Start of Block

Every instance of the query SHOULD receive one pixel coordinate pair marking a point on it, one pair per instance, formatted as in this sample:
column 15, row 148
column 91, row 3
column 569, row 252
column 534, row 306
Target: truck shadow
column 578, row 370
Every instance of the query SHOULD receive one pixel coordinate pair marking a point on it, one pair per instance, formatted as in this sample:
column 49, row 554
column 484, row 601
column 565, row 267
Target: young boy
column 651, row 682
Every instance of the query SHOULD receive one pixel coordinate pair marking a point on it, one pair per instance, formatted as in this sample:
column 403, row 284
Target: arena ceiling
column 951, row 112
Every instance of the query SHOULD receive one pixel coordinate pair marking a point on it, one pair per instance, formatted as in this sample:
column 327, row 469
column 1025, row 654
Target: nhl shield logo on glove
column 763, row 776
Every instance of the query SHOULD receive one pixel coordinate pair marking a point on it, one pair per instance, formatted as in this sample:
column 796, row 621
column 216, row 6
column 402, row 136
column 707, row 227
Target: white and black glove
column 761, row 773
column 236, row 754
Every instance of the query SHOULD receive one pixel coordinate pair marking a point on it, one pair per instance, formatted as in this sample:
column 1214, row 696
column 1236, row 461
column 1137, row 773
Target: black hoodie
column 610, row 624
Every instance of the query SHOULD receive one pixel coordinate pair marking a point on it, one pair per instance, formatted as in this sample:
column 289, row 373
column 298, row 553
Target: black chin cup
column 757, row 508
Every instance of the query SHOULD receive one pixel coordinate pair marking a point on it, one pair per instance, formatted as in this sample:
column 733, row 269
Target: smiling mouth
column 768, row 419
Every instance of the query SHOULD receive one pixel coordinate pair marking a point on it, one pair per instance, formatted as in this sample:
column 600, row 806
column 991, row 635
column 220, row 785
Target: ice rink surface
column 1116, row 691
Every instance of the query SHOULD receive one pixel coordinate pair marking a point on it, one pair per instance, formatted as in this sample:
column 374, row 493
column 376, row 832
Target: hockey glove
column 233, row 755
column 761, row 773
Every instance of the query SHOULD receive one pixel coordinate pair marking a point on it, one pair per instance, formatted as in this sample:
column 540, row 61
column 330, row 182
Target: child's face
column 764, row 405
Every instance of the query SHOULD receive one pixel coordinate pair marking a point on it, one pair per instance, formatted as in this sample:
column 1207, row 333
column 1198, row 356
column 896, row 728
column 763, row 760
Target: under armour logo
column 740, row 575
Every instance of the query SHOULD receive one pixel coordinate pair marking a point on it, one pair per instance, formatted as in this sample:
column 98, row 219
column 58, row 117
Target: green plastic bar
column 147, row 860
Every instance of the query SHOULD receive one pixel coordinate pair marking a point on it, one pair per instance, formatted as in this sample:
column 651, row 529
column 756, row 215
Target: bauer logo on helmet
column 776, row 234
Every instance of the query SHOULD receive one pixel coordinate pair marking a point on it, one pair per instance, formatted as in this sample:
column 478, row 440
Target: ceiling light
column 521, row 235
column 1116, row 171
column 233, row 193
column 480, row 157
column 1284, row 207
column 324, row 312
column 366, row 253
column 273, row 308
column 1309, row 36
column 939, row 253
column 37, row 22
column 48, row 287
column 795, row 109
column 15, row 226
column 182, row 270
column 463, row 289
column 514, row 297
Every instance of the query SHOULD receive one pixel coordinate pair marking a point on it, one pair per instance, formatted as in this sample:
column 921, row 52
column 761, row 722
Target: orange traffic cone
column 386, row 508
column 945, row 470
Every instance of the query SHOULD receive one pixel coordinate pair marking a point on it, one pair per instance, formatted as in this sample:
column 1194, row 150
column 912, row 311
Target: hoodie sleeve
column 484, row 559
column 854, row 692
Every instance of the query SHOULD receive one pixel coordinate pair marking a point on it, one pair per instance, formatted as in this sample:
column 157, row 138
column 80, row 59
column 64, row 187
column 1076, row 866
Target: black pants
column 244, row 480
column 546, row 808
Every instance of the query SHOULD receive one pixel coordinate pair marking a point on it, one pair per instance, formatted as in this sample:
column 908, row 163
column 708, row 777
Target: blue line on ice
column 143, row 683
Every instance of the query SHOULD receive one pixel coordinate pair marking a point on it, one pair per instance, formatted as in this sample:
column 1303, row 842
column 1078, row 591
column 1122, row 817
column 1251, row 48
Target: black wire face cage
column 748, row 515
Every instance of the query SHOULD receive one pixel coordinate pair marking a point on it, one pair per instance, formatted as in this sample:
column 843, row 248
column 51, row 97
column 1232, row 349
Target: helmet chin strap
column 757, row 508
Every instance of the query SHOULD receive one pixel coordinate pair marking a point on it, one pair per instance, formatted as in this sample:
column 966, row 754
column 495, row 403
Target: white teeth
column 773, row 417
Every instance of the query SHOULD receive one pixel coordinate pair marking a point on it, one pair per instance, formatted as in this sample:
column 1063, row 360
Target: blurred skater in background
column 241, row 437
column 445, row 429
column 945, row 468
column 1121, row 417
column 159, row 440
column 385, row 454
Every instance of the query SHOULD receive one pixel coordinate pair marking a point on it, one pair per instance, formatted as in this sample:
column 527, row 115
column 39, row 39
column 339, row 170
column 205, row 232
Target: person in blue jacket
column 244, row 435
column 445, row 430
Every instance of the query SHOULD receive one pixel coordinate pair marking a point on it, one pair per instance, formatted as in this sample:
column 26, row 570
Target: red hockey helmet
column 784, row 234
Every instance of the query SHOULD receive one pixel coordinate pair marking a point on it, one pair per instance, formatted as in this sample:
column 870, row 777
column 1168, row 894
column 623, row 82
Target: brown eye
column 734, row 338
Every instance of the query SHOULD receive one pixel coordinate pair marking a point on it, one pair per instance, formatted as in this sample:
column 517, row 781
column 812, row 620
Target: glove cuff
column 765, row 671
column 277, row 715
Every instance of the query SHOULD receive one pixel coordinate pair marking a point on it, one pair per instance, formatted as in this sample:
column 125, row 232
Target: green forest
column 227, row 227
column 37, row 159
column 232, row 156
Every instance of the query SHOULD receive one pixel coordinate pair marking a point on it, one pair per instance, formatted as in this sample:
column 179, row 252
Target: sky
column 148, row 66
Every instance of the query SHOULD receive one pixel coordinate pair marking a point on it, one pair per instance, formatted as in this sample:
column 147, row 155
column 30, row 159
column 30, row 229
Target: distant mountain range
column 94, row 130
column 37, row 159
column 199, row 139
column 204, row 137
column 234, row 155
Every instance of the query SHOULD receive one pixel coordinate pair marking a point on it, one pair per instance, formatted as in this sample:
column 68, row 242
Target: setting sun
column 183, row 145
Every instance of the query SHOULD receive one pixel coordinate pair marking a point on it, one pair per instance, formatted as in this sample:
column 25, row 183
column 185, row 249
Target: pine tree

End of Block

What is required
Nothing is to be left out; every record above must be repeated exactly.

Result of the exercise
Every instance of the query SHOULD receive one pixel coordinate pair marking a point on it, one pair per instance, formatted as in this sample:
column 15, row 148
column 91, row 3
column 569, row 252
column 534, row 306
Target: truck shadow
column 578, row 370
Every instance of the query SHOULD receive one pixel coordinate pair marking a point on it, one pair per instance, formatted as in this sample:
column 49, row 554
column 484, row 601
column 565, row 267
Target: young boy
column 651, row 682
Every instance of the query SHOULD receive one pixel coordinate pair marking a point on it, one pair per instance, formatted as in this sample:
column 403, row 284
Target: arena ceiling
column 951, row 112
Every instance of the query SHOULD receive one pixel coordinate pair marking a point on it, one pair per instance, formatted as in this sample:
column 327, row 469
column 1025, row 654
Target: nhl shield logo on glove
column 763, row 776
Every instance of the query SHOULD receive one pixel coordinate pair marking a point on it, one pair per instance, formatted as in this sample:
column 796, row 621
column 216, row 6
column 402, row 136
column 707, row 227
Target: white and black glove
column 761, row 773
column 236, row 754
Every instance of the query SHOULD receive one pixel coordinate pair marking a point on it, one pair per instance, formatted as in this sample:
column 1214, row 696
column 1236, row 461
column 1137, row 773
Target: black hoodie
column 610, row 624
Every instance of the query SHOULD receive one pixel coordinate pair marking a point on it, one pair per instance, formatted as in this sample:
column 289, row 373
column 298, row 553
Target: black chin cup
column 757, row 508
Every instance of the query SHOULD receive one pixel coordinate pair marking a point on it, one pair per instance, formatted as in this sample:
column 733, row 269
Target: smiling mouth
column 768, row 419
Every instance of the query SHOULD receive one pixel coordinate pair marking a point on it, one pair per instance, formatted as in this sample:
column 600, row 806
column 991, row 635
column 220, row 785
Target: ice rink surface
column 1116, row 691
Every instance of the query SHOULD receive one pixel coordinate pair marking a point on it, one pair per instance, formatted as in this sample:
column 374, row 493
column 376, row 832
Target: hockey glove
column 233, row 755
column 761, row 773
Every instance of the query SHOULD receive one pixel coordinate pair marking a point on it, one pair per instance, formatted as in this sample:
column 540, row 61
column 330, row 182
Target: child's face
column 764, row 405
Every instance of the query SHOULD receive one pixel coordinate pair marking a point on it, one pair per instance, formatted as in this sample:
column 1207, row 333
column 1198, row 356
column 896, row 728
column 763, row 760
Target: under armour logo
column 740, row 575
Every instance of the query SHOULD receive one pixel coordinate pair marking a point on it, one pair per instance, formatted as in this sample:
column 98, row 219
column 58, row 117
Target: green plastic bar
column 147, row 860
Every instance of the query SHOULD receive one pixel coordinate pair marking a point on it, one pair per instance, formatted as in this sample:
column 651, row 529
column 756, row 215
Target: bauer logo on helmet
column 776, row 234
Every instance of the query SHOULD receive one pixel coordinate pair marking a point on it, one pair per instance, formatted as in this sample:
column 478, row 440
Target: ceiling light
column 521, row 235
column 1116, row 171
column 233, row 193
column 480, row 157
column 1284, row 207
column 324, row 312
column 366, row 253
column 273, row 308
column 1309, row 36
column 939, row 253
column 37, row 22
column 48, row 287
column 795, row 109
column 15, row 226
column 182, row 270
column 463, row 289
column 514, row 297
Every instance of the query SHOULD receive one pixel coordinate pair marking a point on it, one pair per instance, formatted as in this sample:
column 921, row 52
column 761, row 722
Target: orange traffic cone
column 386, row 508
column 945, row 470
Every instance of the query SHOULD receive one pixel coordinate pair marking a point on it, one pair per instance, formatted as in this sample:
column 1194, row 150
column 912, row 311
Target: hoodie sleeve
column 484, row 559
column 854, row 692
Every instance of the query SHOULD receive one pixel coordinate pair marking a point on it, one pair per instance, formatted as in this sample:
column 157, row 138
column 80, row 59
column 64, row 187
column 1076, row 866
Target: black pants
column 244, row 480
column 546, row 808
Every instance of the query SHOULD receive one pixel coordinate pair marking a point on it, one pair per instance, formatted as in this sample:
column 908, row 163
column 708, row 777
Target: blue line on ice
column 143, row 683
Every instance of the query SHOULD receive one pixel coordinate pair marking a point on it, one pair per instance, formatted as in this sample:
column 1303, row 842
column 1078, row 591
column 1122, row 817
column 1251, row 48
Target: black wire face cage
column 748, row 515
Every instance of the query SHOULD receive one pixel coordinate pair marking a point on it, one pair per instance, formatted as in this sample:
column 843, row 248
column 51, row 97
column 1232, row 349
Target: helmet chin strap
column 757, row 508
Every instance of the query SHOULD receive one pixel coordinate pair marking a point on it, one pair per instance, formatted as in this sample:
column 966, row 754
column 495, row 403
Target: white teeth
column 773, row 417
Every instance of the query SHOULD receive one pixel coordinate pair marking a point on it, one pair per instance, formatted as in this sample:
column 1063, row 360
Target: blurred skater in background
column 241, row 437
column 445, row 429
column 945, row 468
column 1121, row 417
column 159, row 440
column 385, row 454
Every instance of the query SHOULD receive one pixel coordinate pair marking a point on it, one pair per instance, formatted as in this sample:
column 527, row 115
column 39, row 39
column 339, row 170
column 205, row 232
Target: person in blue jacket
column 244, row 435
column 445, row 430
Every instance of the query SHOULD receive one pixel coordinate pair marking a point on it, one pair per instance, formatted as in this sample:
column 26, row 570
Target: red hockey helmet
column 784, row 234
Every instance of the query SHOULD receive one pixel coordinate pair marking a point on it, one pair per instance, formatted as in this sample:
column 870, row 777
column 1168, row 894
column 623, row 82
Target: brown eye
column 734, row 338
Every instance of the query SHOULD receive one pixel coordinate pair marking a point on it, one pair per instance, formatted as in this sample:
column 517, row 781
column 812, row 620
Target: glove cuff
column 765, row 671
column 277, row 715
Every instance of the query SHOULD receive one pixel coordinate pair marking a point on it, one pair per instance, formatted as in this sample:
column 125, row 232
Target: green forest
column 227, row 227
column 37, row 159
column 232, row 156
Every instance of the query SHOULD receive one pixel coordinate pair marking a point on it, one pair per instance, formatted as in this sample:
column 179, row 252
Target: sky
column 148, row 66
Every instance of the query SHOULD receive one pixel coordinate pair marking a point on it, one pair per instance, formatted as in this sample:
column 147, row 155
column 30, row 159
column 30, row 229
Target: distant mountain range
column 94, row 130
column 37, row 159
column 199, row 139
column 204, row 137
column 234, row 155
Every instance of the query SHOULD receive one pixel coordinate pair marking a point on it, one pair per instance, formatted as in this sample:
column 68, row 242
Target: setting sun
column 183, row 145
Every instance of the query SHOULD receive one pixel coordinate pair marking a point on it, one pair per instance, formatted as in this sample:
column 25, row 183
column 185, row 249
Target: pine tree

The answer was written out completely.